— Written exercise a —
Rewrite the records starting with the first line and going on through the line with "116,40 -> 198,88", replacing "per box" with "for each box" and keeping everything else as it is.

Invention: In Quest of the Bright Idea

Description

239 pages
$19.95
ISBN 0-7737-5714-7
DDC 609.2

Author

Year

1995

Contributor

Reviewed by Sandy Campbell

Sandy Campbell is a reference librarian in the Science and Technology Library at the University of Alberta.

Review

This book should be titled “The Color Z Bait Story,” because the
memoir is about Roy Mayer’s development of that product. Every
“backyard” inventor should read it just to learn about the
difficulties and cost of trying to get an invention to market (a large
portion of the book describes what has to happen after a patent is
granted).

— Entries for bounding box labeling —
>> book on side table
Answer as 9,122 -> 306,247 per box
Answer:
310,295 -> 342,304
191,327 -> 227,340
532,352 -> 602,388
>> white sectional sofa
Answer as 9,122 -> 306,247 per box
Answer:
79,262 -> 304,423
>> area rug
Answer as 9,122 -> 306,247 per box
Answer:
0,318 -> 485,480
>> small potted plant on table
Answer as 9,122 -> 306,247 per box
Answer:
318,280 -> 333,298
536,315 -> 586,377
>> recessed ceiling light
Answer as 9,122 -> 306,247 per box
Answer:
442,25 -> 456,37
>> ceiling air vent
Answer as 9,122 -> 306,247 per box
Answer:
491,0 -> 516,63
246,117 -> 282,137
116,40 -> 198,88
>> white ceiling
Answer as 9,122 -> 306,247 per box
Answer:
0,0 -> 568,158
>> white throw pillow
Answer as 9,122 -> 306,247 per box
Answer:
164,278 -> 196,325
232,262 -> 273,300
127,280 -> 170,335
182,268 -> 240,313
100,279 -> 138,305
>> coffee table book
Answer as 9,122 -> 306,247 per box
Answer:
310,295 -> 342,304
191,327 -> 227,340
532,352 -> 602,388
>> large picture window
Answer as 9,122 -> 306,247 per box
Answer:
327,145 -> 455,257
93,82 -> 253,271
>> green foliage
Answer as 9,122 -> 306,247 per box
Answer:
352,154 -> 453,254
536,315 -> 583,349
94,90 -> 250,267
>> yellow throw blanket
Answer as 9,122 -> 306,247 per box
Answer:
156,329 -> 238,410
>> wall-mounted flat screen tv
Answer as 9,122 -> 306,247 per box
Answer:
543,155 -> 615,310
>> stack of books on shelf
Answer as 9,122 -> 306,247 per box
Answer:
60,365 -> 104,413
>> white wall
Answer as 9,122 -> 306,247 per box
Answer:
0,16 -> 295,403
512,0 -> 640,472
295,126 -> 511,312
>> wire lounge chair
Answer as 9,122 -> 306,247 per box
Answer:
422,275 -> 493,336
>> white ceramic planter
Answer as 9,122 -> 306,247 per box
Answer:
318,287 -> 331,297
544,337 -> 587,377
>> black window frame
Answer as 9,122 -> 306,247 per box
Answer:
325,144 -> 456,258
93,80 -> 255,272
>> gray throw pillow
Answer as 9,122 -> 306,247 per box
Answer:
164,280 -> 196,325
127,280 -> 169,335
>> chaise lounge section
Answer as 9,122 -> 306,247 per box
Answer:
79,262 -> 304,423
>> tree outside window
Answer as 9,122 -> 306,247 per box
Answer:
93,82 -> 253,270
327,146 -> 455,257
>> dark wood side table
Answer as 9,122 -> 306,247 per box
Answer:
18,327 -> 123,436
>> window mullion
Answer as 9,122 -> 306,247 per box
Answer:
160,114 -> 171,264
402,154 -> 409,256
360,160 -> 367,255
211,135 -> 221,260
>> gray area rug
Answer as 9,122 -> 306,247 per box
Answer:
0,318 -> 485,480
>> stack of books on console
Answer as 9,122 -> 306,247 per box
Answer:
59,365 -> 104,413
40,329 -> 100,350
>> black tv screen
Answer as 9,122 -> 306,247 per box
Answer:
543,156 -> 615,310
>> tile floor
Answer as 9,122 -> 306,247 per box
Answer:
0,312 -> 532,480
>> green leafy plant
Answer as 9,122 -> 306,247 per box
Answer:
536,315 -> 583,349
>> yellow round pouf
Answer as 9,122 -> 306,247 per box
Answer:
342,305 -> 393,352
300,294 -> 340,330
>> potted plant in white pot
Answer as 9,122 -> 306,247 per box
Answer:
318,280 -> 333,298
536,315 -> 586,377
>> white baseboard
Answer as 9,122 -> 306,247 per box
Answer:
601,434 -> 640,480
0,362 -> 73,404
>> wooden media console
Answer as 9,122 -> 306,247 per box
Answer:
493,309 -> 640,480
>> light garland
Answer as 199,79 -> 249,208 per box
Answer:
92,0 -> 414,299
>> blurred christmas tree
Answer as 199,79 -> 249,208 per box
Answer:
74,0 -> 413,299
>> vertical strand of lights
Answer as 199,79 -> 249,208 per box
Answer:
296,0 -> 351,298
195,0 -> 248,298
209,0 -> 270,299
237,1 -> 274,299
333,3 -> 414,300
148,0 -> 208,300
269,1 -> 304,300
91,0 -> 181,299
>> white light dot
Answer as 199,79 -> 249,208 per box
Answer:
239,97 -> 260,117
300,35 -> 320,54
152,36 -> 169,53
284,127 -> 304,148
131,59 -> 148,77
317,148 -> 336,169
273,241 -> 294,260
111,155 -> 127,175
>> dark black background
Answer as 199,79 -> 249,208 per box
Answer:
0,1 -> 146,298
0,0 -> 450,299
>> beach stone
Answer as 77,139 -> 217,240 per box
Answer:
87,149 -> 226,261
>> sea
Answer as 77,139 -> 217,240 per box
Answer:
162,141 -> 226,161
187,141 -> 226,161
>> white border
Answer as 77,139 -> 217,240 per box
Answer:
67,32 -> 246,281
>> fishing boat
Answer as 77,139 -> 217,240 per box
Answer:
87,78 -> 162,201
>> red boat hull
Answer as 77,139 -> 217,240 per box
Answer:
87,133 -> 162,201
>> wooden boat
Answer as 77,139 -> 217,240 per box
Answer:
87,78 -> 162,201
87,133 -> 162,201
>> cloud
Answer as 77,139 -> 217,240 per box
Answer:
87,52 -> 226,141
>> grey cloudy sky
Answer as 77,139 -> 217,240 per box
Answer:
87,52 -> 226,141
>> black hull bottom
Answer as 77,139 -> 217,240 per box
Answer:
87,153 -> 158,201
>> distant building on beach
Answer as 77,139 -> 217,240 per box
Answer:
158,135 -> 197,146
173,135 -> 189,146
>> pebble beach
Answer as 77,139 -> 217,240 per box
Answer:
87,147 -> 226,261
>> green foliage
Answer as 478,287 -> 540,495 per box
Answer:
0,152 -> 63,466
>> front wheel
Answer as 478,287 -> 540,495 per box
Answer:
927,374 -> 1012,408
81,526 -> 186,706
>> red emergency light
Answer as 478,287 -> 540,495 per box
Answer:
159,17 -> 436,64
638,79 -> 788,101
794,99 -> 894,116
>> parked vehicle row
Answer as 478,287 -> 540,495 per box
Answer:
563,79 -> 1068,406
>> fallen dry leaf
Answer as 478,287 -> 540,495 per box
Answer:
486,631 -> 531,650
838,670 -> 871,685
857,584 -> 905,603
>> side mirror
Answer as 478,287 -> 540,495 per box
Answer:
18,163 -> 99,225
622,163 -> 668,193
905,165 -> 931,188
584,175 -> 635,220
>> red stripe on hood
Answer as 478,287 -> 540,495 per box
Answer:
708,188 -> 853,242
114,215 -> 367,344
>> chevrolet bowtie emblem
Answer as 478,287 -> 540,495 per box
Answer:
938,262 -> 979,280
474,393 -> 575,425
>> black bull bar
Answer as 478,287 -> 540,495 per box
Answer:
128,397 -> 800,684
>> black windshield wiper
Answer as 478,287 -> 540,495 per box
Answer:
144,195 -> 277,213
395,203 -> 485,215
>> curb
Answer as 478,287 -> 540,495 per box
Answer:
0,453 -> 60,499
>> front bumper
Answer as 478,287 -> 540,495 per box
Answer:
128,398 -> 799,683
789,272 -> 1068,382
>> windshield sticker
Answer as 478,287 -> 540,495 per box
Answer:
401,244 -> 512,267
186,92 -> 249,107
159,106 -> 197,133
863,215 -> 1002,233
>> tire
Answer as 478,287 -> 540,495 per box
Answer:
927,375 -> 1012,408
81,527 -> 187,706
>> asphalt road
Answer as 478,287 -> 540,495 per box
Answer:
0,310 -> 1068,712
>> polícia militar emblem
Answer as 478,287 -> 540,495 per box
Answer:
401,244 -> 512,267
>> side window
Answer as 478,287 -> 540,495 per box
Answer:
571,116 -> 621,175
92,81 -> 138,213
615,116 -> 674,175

— Written exercise b —
Carry on the book review of the invention memoir from the point where it stops.

— Task result a —
>> book on side table
Answer as 9,122 -> 306,247 for each box
Answer:
310,295 -> 342,304
191,327 -> 227,340
532,352 -> 602,388
>> white sectional sofa
Answer as 9,122 -> 306,247 for each box
Answer:
79,262 -> 304,423
>> area rug
Answer as 9,122 -> 306,247 for each box
Answer:
0,318 -> 485,480
>> small potted plant on table
Answer as 9,122 -> 306,247 for each box
Answer:
318,280 -> 333,298
536,315 -> 586,377
>> recessed ceiling light
Answer as 9,122 -> 306,247 for each box
Answer:
442,25 -> 456,37
>> ceiling air vent
Answer as 9,122 -> 306,247 for each box
Answer:
491,0 -> 516,63
246,117 -> 282,137
116,40 -> 198,88

— Task result b —
However, aside from its usefulness as a warning of the difficulties and
dangers awaiting the would-be inventor, it is not a particularly good
read. The author’s self-focus eventually becomes tiresome, and though
others are mentioned in relation to the project, their actions are
judged according to whether or not they were supportive. There are also
lots of generalizations (always dangerous), and the book is filled with
often-irrelevant detail (who cares who hung the curtains in the garage
when it was converted to a lab or that one of Maye’'s agents “lived
with his pretty girlfriend in a well-kept rental townhouse out in the
suburbs and weighed in at about 175 lbs”?). A thorough editing might
have made the book more readable.

Citation

Mayer, Roy., “Invention: In Quest of the Bright Idea,” Canadian Book Review Annual Online, accessed November 22, 2024, https://cbra.library.utoronto.ca/items/show/1161.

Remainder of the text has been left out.